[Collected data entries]
+---+

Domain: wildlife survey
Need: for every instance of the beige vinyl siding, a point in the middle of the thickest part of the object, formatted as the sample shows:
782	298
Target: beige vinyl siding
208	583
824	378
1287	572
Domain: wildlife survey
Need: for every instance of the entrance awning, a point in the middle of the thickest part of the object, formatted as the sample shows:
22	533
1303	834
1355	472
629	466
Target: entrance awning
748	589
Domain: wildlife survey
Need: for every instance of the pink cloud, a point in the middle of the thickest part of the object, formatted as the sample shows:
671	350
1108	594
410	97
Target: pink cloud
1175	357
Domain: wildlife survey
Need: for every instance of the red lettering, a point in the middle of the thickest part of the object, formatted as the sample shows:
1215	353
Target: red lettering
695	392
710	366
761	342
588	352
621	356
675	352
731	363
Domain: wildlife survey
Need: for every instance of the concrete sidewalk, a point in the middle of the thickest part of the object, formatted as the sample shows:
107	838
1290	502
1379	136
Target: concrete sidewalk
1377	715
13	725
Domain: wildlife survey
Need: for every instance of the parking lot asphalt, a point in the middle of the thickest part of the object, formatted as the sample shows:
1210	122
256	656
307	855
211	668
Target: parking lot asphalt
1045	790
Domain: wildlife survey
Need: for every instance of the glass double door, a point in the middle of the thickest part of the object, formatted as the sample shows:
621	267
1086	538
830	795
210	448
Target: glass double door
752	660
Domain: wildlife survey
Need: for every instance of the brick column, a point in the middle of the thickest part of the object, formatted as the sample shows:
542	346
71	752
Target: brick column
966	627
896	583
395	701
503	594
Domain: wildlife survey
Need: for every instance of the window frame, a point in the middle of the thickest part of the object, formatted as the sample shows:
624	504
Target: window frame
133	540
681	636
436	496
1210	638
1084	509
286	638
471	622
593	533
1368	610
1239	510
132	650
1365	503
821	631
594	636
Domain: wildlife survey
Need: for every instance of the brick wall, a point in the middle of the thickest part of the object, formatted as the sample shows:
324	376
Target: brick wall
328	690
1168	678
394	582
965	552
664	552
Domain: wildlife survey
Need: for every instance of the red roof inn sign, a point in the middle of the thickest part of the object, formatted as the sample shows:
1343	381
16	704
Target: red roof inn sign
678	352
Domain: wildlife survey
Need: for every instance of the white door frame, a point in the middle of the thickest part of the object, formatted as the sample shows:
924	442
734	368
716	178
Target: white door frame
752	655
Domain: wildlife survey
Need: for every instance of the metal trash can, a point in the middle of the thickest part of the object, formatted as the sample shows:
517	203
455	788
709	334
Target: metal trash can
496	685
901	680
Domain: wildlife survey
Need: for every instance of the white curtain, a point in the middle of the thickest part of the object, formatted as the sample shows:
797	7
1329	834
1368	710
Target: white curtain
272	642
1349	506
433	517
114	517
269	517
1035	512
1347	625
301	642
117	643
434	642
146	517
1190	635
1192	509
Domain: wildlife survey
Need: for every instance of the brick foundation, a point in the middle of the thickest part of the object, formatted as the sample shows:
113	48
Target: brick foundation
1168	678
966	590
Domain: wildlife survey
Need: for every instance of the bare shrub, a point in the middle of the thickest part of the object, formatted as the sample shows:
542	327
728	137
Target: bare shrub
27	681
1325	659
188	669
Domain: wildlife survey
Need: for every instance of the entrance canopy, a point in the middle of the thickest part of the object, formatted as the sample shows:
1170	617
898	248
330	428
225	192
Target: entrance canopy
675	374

+---+

#### EXERCISE INSTRUCTIONS:
Reproduce each entry above exactly, keeping every word.

#### RESULT FOR THIS TASK:
Domain: wildlife survey
Need: for every instance of the beige vinyl siding, a point in the middle of the thickest part of the object, formatted as the sample shows:
782	298
Target: beige vinyl siding
208	583
824	378
1287	572
Domain: wildlife survey
Need: for every instance of the entrance awning, a point in the middle of the thickest part of the object, formatted as the sample shows:
22	533
1303	834
1355	472
629	466
Target: entrance awning
748	589
Domain: wildlife survey
Need: for every instance of the pink cloud, a point in the middle of the thickest part of the object, formatted as the sample shows:
671	350
1108	594
410	97
Target: pink cloud
1175	357
Domain: wildlife survey
Need: for every instance of the red lettering, a point in the middle of the thickest part of the object, formatted as the sample shows:
1215	353
Target: red lettering
695	392
710	366
761	342
588	352
621	356
675	352
731	363
Domain: wildlife survey
Need: for every instance of the concrete sidewalk, a point in the middle of the thickest part of the object, formatted as the sample shows:
107	838
1290	502
1379	136
Target: concrete sidewalk
1377	715
13	725
Domain: wildlife survey
Need: for every instance of the parking lot asphalt, a point in the middle of the thickest part of the object, formatted as the sample shows:
1210	122
256	656
307	855
211	668
Target: parking lot asphalt
1045	790
Domain: wildlife survey
Need: for every instance of the glass double door, a point in the middle of the thickest part of the object, formatted as the sample shows:
621	267
1086	538
830	795
210	448
Target: glass double door
752	660
Domain: wildlife survey
Need: for every instance of the brick column, a point in the middle of the thickest part of the object, formatted as the sample shows:
542	346
71	752
Target: brick column
966	627
896	583
395	701
503	594
Domain: wildlife survey
Need: for every instance of the window frame, a point in the middle of the thickest part of the object, formatted as the sample shows:
624	504
Target: window frame
133	540
681	636
436	496
1210	638
1084	509
286	638
471	622
593	533
1368	610
1239	510
132	650
1365	503
821	631
594	636
Domain: wildlife survey
Need: for every instance of the brick wall, a point in the middle of the thickest part of the object, formatted as the sample shows:
324	376
Target: brick wall
328	690
1168	678
394	582
965	552
664	552
Domain: wildlife survey
Need: for every instance of the red roof inn sign, a point in the middle of the thickest part of the object, formatted as the sample shows:
1343	381
16	704
Target: red roof inn sign
678	352
Domain: wildlife survey
Need: for every instance of the white door frame, a point in the middle of the thickest part of the object, formatted as the sample shows:
924	442
734	368
716	178
Target: white door frame
752	655
Domain: wildlife survey
Need: for every instance of the metal trash can, a point in the middle of the thickest part of the object, formatted as the sample shows:
517	203
455	788
709	334
Target: metal trash can
496	685
901	680
Domain: wildlife survey
Need: for every instance of the white curtain, a point in the middle of the thickest part of the object, formatted as the sample shows:
797	7
1329	834
1368	710
Target: white curtain
272	642
1349	506
433	517
114	517
269	517
1035	512
1347	625
301	642
117	643
434	642
146	517
1190	635
1192	509
Domain: wildlife survey
Need: for every instance of the brick foundation, a point in the middle of the thickest part of the object, formatted as the sample shows:
113	48
Target: brick foundation
1168	678
966	590
Domain: wildlife survey
Need: for every instance of the bare shrub, a point in the middle of the thickest part of the object, formatted as the sample shows:
542	327
728	137
Target: bare shrub
27	681
1325	659
188	669
Domain: wildlife survey
Need: for every instance of the entrance canopy, a point in the middle of the thickest part of the object, formatted as the sample shows:
1170	617
898	248
330	428
225	192
Target: entrance canopy
675	374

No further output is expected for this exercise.